• CHALLENGE: All entries must be repeated exactly; do not include the pictures.

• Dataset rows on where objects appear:
***
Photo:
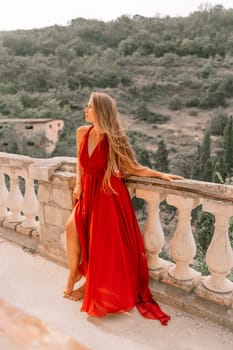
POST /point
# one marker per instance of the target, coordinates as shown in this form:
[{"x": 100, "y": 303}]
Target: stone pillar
[
  {"x": 3, "y": 197},
  {"x": 153, "y": 234},
  {"x": 183, "y": 247},
  {"x": 219, "y": 257},
  {"x": 30, "y": 205},
  {"x": 15, "y": 200}
]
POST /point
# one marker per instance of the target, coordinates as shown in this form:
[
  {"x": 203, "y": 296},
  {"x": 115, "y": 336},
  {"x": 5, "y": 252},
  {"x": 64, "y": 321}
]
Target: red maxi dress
[{"x": 113, "y": 256}]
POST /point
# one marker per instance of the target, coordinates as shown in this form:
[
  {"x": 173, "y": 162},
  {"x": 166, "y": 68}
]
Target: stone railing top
[
  {"x": 188, "y": 187},
  {"x": 14, "y": 160},
  {"x": 45, "y": 169}
]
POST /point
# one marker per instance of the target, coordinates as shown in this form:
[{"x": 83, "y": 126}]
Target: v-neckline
[{"x": 96, "y": 146}]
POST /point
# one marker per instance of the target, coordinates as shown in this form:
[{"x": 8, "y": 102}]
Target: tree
[
  {"x": 228, "y": 146},
  {"x": 202, "y": 166}
]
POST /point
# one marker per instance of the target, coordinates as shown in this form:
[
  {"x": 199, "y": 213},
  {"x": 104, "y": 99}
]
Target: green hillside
[{"x": 170, "y": 77}]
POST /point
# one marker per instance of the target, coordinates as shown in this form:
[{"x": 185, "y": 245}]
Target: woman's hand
[
  {"x": 77, "y": 193},
  {"x": 170, "y": 177}
]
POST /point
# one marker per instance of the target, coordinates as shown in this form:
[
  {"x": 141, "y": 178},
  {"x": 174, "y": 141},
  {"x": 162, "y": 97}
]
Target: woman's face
[{"x": 90, "y": 113}]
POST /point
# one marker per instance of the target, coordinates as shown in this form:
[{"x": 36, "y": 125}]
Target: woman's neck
[{"x": 97, "y": 131}]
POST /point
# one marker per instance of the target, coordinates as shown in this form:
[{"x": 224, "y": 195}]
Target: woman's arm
[
  {"x": 147, "y": 172},
  {"x": 79, "y": 171}
]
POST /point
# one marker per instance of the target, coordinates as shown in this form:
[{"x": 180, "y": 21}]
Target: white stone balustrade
[
  {"x": 219, "y": 255},
  {"x": 53, "y": 205},
  {"x": 3, "y": 197},
  {"x": 182, "y": 245},
  {"x": 153, "y": 234},
  {"x": 18, "y": 211}
]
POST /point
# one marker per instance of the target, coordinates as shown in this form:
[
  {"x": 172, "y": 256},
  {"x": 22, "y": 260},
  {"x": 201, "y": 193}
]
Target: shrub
[
  {"x": 218, "y": 122},
  {"x": 175, "y": 103}
]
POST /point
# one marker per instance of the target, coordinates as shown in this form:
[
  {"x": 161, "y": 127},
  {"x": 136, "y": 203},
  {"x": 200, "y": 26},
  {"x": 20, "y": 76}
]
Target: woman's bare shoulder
[{"x": 81, "y": 131}]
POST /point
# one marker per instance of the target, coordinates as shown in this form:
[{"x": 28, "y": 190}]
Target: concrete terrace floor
[{"x": 34, "y": 285}]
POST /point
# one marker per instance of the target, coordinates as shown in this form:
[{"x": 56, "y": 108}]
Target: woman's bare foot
[
  {"x": 77, "y": 294},
  {"x": 72, "y": 279}
]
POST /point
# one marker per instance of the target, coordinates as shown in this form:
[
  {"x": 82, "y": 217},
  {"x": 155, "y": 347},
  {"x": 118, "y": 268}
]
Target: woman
[{"x": 104, "y": 242}]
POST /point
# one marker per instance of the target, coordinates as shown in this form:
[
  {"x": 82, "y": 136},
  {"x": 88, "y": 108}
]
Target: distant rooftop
[{"x": 28, "y": 120}]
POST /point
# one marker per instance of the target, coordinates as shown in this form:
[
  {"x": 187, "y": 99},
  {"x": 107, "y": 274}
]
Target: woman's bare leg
[{"x": 73, "y": 253}]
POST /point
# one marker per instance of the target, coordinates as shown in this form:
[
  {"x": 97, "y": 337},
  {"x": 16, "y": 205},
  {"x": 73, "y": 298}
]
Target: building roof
***
• WRITTEN RESPONSE:
Photo:
POST /point
# one marker per instance of the target, coordinates as shown in this form:
[{"x": 100, "y": 303}]
Target: stone pillar
[
  {"x": 3, "y": 197},
  {"x": 153, "y": 234},
  {"x": 183, "y": 247},
  {"x": 219, "y": 257},
  {"x": 30, "y": 205},
  {"x": 15, "y": 200}
]
POST /point
# one marker per instance of the target, coordinates as shown in this form:
[
  {"x": 203, "y": 296},
  {"x": 115, "y": 336},
  {"x": 5, "y": 252},
  {"x": 64, "y": 321}
]
Target: red maxi dress
[{"x": 113, "y": 256}]
POST /point
# one marker per instance of the target, coordinates as shown in this form:
[
  {"x": 173, "y": 162},
  {"x": 166, "y": 68}
]
Target: stone railing top
[
  {"x": 188, "y": 187},
  {"x": 14, "y": 160},
  {"x": 45, "y": 169}
]
POST /point
# one marker per instance of the target, coordinates as shown in this form:
[{"x": 83, "y": 126}]
Target: v-neckline
[{"x": 96, "y": 146}]
POST /point
# one marker per instance of the target, coordinates as shown in this form:
[{"x": 8, "y": 102}]
Target: tree
[
  {"x": 228, "y": 146},
  {"x": 202, "y": 166}
]
POST /point
# one marker per instance of the target, coordinates as shown in this form:
[
  {"x": 199, "y": 213},
  {"x": 104, "y": 99}
]
Target: green hillside
[{"x": 170, "y": 77}]
POST /point
# one marker per instance of the target, coordinates as shown in this form:
[{"x": 185, "y": 245}]
Target: woman's hand
[
  {"x": 77, "y": 193},
  {"x": 170, "y": 177}
]
POST /point
# one marker per instance of the target, coordinates as shown in this form:
[
  {"x": 141, "y": 178},
  {"x": 174, "y": 141},
  {"x": 162, "y": 97}
]
Target: woman's face
[{"x": 90, "y": 113}]
POST /point
# one marker per instance of the target, coordinates as shown in this form:
[{"x": 36, "y": 125}]
Target: woman's neck
[{"x": 97, "y": 131}]
POST /point
# one marker per instance of the target, coordinates as shown in this form:
[{"x": 224, "y": 195}]
Target: woman's arm
[
  {"x": 147, "y": 172},
  {"x": 79, "y": 171}
]
POST /point
# one marker per instance of the target, coordinates as shown in this form:
[{"x": 180, "y": 21}]
Target: white stone balustrade
[
  {"x": 219, "y": 255},
  {"x": 53, "y": 205},
  {"x": 3, "y": 197},
  {"x": 182, "y": 245},
  {"x": 153, "y": 234},
  {"x": 18, "y": 211}
]
POST /point
# one marker per instance of the target, coordinates as shown in this form:
[
  {"x": 172, "y": 256},
  {"x": 22, "y": 260},
  {"x": 201, "y": 193}
]
Target: shrub
[
  {"x": 218, "y": 122},
  {"x": 175, "y": 103}
]
POST /point
# one marker per instance of the target, coordinates as shown in this form:
[
  {"x": 161, "y": 127},
  {"x": 136, "y": 203},
  {"x": 200, "y": 26},
  {"x": 20, "y": 76}
]
Target: woman's bare shoulder
[{"x": 81, "y": 131}]
POST /point
# one marker per instance of the target, coordinates as shown in this form:
[{"x": 28, "y": 190}]
Target: concrete terrace floor
[{"x": 34, "y": 285}]
POST /point
# one marker per instance of the target, coordinates as shown in this form:
[{"x": 56, "y": 108}]
Target: woman's bare foot
[
  {"x": 77, "y": 294},
  {"x": 72, "y": 279}
]
POST /point
# one marker per instance of the target, coordinates as shown in this form:
[
  {"x": 82, "y": 217},
  {"x": 155, "y": 347},
  {"x": 118, "y": 268}
]
Target: woman
[{"x": 104, "y": 242}]
POST /point
# one marker per instance of the target, coordinates as shown in this form:
[
  {"x": 82, "y": 136},
  {"x": 88, "y": 108}
]
Target: distant rooftop
[{"x": 28, "y": 120}]
POST /point
# one marker per instance of the target, coordinates as shown in this form:
[
  {"x": 187, "y": 99},
  {"x": 107, "y": 274}
]
Target: woman's bare leg
[{"x": 73, "y": 253}]
POST /point
# one marker per instance of the target, coordinates as shown in this form:
[
  {"x": 97, "y": 337},
  {"x": 16, "y": 205},
  {"x": 73, "y": 298}
]
Target: building roof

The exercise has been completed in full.